» Your instructions:
Print, please, the line that contains "Target: distant hill" and each line after it to the end of the entries, unchanged and with nothing else.

» Data shown:
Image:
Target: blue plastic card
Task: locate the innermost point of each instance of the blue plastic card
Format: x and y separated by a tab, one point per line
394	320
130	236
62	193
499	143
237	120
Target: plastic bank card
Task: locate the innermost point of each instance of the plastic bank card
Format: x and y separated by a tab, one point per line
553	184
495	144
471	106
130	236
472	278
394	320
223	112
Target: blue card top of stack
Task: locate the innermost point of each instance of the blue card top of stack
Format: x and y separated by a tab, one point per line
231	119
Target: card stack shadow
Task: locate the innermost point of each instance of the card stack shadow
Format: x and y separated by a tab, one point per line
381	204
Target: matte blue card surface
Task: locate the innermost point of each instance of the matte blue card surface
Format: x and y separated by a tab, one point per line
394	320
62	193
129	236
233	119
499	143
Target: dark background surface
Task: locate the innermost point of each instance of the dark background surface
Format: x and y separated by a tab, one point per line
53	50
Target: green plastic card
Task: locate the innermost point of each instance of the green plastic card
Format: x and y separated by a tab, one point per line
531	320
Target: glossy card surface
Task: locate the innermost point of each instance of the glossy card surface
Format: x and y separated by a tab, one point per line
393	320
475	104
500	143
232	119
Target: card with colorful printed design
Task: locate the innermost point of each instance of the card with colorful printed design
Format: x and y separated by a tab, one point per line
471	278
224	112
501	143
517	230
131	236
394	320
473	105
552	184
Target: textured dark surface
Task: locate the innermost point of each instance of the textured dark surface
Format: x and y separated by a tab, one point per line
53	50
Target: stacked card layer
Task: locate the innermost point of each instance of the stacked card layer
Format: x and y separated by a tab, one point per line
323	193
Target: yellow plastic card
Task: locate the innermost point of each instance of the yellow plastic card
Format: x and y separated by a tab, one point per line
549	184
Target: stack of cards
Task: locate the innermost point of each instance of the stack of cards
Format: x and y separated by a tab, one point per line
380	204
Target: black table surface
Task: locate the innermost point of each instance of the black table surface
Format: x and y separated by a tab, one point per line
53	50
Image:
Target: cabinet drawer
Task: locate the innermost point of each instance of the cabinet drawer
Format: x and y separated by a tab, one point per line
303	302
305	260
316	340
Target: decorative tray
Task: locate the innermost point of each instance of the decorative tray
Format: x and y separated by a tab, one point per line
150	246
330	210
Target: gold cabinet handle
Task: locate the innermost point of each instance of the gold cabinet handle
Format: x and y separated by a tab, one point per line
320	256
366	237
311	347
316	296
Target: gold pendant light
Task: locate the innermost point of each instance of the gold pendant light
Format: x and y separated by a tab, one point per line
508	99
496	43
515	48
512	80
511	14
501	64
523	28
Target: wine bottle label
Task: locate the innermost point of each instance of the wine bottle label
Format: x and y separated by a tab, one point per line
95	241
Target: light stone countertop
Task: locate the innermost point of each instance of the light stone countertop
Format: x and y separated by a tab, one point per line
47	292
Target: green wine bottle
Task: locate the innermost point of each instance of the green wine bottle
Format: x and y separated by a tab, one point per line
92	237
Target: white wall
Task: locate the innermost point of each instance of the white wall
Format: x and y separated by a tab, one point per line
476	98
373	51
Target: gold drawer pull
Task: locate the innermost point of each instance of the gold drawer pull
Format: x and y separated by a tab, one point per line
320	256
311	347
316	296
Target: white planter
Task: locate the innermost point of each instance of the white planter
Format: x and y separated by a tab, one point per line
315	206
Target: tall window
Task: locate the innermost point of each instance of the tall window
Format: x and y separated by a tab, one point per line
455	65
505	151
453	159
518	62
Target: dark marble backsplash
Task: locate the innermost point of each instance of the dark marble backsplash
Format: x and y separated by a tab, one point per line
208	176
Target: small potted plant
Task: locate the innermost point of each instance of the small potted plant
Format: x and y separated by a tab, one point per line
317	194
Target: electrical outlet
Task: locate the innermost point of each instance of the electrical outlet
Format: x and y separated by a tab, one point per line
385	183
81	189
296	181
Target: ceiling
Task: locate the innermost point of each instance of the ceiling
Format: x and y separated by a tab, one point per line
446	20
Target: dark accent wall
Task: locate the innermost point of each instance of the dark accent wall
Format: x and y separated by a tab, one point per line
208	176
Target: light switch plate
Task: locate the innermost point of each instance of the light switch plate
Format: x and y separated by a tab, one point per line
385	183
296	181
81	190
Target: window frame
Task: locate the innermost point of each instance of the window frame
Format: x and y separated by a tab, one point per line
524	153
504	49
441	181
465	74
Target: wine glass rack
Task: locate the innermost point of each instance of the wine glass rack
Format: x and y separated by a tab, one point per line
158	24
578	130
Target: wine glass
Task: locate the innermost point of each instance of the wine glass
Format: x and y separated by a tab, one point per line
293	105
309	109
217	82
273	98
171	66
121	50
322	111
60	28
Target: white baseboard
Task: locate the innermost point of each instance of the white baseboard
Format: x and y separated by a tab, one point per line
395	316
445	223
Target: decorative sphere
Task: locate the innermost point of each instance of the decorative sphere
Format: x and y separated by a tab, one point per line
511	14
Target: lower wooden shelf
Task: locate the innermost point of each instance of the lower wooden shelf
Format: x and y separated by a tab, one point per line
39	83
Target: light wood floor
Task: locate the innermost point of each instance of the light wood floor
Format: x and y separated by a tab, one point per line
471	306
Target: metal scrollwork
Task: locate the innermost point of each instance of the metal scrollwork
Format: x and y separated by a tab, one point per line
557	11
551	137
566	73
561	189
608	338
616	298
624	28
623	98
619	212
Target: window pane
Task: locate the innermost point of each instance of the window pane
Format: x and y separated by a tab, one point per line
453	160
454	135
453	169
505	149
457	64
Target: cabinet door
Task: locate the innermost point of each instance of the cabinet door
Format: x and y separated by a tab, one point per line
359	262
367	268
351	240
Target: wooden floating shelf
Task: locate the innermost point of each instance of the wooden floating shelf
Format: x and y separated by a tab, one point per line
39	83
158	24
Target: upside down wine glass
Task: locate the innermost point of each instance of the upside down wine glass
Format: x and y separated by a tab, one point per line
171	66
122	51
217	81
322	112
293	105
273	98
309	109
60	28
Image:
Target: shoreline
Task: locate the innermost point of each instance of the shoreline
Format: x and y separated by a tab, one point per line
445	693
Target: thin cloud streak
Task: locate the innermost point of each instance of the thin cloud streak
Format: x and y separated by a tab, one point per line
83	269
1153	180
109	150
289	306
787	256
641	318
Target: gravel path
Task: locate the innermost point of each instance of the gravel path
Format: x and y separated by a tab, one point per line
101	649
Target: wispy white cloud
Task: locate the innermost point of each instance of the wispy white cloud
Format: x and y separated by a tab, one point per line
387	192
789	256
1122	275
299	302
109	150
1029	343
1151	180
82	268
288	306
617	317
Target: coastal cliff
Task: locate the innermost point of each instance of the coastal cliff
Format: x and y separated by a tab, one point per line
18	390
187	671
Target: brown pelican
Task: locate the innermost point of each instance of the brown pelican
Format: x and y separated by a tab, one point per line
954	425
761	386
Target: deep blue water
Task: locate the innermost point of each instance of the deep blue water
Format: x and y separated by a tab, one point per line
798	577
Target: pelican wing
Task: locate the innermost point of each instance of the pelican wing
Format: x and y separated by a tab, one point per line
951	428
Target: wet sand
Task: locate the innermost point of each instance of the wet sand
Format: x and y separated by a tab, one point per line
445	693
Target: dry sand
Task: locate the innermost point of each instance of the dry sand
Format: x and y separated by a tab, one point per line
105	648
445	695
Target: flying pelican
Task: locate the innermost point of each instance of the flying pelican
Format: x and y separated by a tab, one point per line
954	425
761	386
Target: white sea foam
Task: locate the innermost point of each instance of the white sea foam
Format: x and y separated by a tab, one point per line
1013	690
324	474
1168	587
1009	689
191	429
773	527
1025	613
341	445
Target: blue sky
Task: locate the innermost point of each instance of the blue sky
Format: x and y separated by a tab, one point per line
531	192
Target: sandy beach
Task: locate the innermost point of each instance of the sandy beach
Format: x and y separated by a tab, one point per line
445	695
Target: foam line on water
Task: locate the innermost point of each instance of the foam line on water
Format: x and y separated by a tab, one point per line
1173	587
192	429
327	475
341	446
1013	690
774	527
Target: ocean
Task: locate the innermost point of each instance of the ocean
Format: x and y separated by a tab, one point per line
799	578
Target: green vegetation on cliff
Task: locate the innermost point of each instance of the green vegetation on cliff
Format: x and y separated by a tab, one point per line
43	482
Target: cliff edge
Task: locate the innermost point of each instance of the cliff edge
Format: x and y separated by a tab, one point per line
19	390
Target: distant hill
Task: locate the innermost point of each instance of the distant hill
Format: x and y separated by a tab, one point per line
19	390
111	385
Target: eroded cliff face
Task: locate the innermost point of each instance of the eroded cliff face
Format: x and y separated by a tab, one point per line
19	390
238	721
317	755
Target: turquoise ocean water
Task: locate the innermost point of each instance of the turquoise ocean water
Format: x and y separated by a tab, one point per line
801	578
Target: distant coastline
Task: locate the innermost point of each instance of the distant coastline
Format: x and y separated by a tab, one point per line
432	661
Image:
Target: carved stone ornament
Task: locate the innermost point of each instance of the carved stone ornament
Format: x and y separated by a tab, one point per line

» Result:
Target: distant hill
Task: locate the innermost point of each instance of the distant hill
Format: x and y separated by a tab, one point per line
19	390
111	385
Target: eroded cliff face
Task: locate the innermost point of each instance of the eroded cliff face
Format: x and y separated by a tab, one point per line
19	390
238	721
317	755
Target: turquoise ocean water
Task: locate the innermost point of each instance of the turquoise ocean water
Format: x and y separated by a tab, one point per line
801	578
Target: distant coastline
Task: locate the innermost point of each instance of the distant coastline
Format: x and y separated by a tab, one point per line
432	661
Image:
Target: carved stone ornament
Task: locate the innermost point of each instance of the carved stone ornament
Format: x and y separated by a tab, one point per line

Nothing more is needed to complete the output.